■ Datos proporcionados ■
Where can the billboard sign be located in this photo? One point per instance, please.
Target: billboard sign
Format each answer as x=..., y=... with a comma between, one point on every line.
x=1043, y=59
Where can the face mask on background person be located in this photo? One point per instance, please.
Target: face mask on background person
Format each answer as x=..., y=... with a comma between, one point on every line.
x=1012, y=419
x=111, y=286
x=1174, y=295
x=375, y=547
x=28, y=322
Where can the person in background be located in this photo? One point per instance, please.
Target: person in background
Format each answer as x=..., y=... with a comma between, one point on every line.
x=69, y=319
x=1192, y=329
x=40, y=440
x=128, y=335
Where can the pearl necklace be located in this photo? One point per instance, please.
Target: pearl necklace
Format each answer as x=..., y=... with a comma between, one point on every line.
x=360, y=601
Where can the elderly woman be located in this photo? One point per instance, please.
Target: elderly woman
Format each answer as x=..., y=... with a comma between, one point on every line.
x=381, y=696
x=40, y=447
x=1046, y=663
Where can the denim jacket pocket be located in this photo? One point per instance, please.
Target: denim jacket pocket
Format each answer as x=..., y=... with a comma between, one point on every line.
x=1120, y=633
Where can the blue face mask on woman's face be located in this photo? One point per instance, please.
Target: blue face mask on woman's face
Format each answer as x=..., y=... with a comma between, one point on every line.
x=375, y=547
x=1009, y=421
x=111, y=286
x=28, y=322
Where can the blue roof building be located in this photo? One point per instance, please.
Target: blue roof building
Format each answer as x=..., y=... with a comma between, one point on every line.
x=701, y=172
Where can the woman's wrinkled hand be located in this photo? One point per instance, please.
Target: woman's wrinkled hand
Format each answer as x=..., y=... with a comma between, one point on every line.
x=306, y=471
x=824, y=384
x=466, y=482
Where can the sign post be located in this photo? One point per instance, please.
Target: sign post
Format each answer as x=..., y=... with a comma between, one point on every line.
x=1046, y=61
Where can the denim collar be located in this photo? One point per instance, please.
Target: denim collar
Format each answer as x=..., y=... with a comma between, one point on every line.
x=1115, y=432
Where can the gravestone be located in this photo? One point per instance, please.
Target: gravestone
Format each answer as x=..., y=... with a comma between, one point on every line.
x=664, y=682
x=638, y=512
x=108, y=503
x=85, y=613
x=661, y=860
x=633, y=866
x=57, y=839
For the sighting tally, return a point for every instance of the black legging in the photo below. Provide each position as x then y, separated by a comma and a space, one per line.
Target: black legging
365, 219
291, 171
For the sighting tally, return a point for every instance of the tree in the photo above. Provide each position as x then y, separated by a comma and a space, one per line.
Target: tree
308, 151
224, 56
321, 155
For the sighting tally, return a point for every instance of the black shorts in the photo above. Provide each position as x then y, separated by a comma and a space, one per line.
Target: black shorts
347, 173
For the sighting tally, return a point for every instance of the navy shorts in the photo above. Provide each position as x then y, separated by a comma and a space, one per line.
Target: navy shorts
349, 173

--

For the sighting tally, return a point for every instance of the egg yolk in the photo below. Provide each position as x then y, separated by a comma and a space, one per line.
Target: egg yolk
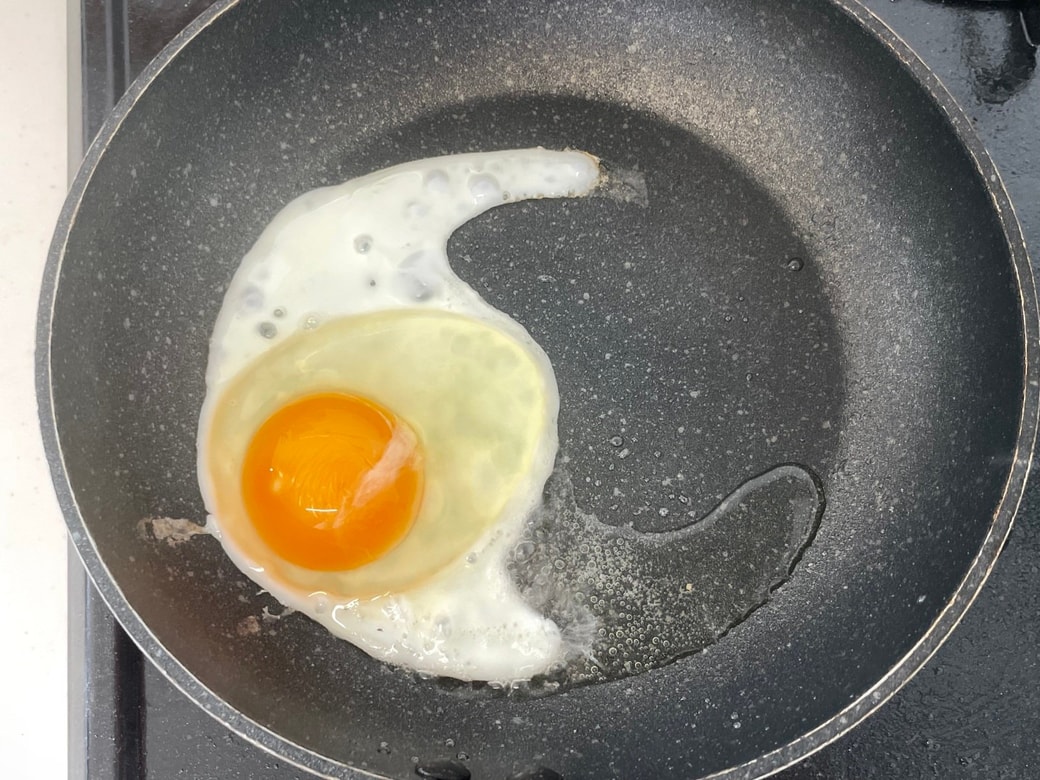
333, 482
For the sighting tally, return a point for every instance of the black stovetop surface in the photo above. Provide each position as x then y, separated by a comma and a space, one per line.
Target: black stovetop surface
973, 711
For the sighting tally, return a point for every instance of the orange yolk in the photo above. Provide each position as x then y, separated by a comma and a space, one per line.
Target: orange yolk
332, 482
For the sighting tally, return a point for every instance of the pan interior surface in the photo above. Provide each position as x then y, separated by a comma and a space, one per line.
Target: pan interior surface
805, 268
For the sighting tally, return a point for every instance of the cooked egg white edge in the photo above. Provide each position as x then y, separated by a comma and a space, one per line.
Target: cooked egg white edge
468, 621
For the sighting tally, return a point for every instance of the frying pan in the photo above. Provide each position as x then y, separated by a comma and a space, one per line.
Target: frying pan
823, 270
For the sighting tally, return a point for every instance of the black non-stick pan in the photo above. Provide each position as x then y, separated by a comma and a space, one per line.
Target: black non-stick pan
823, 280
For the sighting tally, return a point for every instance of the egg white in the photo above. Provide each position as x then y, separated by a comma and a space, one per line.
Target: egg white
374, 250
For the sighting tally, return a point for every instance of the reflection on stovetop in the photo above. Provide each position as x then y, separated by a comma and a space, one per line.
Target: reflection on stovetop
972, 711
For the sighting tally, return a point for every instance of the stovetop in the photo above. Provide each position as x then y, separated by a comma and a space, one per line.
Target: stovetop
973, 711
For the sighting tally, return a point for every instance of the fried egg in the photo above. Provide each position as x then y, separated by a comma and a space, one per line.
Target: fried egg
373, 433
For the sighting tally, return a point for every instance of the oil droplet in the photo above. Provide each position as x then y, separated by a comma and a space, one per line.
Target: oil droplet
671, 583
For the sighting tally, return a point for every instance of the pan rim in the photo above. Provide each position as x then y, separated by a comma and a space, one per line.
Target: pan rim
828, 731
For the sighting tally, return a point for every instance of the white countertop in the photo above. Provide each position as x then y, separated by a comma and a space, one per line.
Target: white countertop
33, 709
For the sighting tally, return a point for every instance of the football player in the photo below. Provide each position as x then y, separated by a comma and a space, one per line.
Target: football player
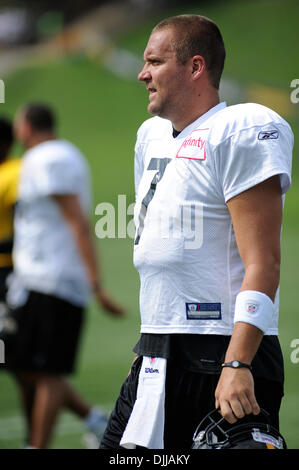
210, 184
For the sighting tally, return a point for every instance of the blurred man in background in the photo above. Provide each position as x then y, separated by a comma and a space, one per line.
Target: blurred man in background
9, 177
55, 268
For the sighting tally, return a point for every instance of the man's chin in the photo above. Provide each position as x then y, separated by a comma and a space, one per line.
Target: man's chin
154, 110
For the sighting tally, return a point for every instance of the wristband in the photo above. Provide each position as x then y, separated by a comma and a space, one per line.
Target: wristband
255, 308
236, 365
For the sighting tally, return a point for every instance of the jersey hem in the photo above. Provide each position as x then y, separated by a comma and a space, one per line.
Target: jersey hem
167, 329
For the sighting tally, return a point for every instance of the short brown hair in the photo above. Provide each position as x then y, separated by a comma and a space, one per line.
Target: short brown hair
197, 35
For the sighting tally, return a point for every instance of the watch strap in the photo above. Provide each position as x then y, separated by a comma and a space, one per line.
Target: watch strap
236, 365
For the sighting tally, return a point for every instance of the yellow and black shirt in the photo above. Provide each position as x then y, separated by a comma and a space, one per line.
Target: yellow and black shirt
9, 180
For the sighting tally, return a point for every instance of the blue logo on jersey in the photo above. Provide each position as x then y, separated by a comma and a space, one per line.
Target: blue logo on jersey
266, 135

...

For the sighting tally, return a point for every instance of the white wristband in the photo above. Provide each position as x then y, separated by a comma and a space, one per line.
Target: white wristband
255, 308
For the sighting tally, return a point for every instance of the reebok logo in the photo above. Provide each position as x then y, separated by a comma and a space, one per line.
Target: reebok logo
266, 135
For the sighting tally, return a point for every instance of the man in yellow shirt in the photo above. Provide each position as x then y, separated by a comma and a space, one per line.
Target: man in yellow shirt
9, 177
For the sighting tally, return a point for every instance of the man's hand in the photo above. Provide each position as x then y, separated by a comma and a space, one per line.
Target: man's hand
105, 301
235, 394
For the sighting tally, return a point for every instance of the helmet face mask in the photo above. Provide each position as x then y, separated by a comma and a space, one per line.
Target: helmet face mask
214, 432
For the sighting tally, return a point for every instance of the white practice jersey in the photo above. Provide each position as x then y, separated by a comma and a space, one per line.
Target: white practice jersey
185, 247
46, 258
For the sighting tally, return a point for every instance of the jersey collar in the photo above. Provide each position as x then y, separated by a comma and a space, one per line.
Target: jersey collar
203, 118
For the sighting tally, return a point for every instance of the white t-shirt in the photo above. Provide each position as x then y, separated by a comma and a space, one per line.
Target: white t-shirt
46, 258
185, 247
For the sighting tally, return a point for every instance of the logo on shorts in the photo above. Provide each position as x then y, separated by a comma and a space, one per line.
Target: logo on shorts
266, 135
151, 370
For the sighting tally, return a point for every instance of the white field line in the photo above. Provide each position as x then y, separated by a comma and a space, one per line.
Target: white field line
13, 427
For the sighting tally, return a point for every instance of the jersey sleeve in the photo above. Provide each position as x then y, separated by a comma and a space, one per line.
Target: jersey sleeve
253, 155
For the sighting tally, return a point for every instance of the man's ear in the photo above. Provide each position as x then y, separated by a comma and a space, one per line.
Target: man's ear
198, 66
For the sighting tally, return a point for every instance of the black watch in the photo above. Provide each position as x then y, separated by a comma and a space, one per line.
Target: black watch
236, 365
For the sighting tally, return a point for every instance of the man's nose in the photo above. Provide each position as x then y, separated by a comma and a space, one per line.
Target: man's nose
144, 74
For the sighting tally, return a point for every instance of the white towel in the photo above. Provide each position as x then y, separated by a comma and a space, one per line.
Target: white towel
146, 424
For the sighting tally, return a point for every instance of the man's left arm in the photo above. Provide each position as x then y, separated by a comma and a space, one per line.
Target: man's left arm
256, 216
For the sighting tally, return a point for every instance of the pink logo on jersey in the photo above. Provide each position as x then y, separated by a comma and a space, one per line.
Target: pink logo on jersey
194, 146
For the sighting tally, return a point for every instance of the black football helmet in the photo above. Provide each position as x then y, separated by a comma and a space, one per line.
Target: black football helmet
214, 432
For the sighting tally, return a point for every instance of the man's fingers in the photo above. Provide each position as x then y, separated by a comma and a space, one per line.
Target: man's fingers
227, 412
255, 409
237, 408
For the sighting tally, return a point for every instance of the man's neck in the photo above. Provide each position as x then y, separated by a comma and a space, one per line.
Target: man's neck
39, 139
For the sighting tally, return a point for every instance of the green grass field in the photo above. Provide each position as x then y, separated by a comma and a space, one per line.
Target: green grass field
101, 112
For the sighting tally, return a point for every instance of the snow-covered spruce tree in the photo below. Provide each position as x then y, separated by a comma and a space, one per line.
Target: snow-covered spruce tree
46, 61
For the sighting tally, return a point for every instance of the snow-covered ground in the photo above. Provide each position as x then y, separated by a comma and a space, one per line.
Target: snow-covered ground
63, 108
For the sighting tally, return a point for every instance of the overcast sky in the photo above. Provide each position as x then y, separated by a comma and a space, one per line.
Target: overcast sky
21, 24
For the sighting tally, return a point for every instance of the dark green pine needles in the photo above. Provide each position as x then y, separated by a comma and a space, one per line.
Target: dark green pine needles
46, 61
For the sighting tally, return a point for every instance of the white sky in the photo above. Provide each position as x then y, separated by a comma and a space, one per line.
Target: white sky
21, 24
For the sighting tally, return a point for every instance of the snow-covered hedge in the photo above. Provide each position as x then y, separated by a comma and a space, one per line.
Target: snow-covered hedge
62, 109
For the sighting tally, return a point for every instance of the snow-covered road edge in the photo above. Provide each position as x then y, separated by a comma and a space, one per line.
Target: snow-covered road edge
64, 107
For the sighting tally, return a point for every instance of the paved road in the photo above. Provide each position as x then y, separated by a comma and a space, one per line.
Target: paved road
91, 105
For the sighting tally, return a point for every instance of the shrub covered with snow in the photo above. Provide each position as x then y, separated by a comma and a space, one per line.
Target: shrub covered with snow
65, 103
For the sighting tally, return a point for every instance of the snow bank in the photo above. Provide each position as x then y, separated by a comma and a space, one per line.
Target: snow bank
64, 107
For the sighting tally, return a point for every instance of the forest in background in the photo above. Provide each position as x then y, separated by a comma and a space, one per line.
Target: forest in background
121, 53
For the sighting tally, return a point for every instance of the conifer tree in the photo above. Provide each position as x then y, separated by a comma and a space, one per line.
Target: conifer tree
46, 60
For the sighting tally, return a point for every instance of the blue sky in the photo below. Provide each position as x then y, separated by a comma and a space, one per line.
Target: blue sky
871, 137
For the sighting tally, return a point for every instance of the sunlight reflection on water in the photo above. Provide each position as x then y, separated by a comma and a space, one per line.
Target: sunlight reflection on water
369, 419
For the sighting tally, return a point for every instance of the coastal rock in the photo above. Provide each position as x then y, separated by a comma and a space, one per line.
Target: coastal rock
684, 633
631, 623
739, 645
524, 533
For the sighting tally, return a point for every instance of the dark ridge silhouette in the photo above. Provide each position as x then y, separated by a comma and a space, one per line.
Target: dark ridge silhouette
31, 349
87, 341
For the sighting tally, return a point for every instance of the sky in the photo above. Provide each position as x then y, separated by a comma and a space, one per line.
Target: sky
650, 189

■ Objetivo indicado ■
Reproduce sin cambios las líneas del material que van desde la que contiene "Where can the billboard" hasta la que contiene "x=1043, y=59", ambas incluidas.

■ Respuesta ■
Where can the billboard sign be located in this photo? One point per instance, please.
Target: billboard sign
Format each answer as x=..., y=... with a comma between, one point on every line.
x=1043, y=59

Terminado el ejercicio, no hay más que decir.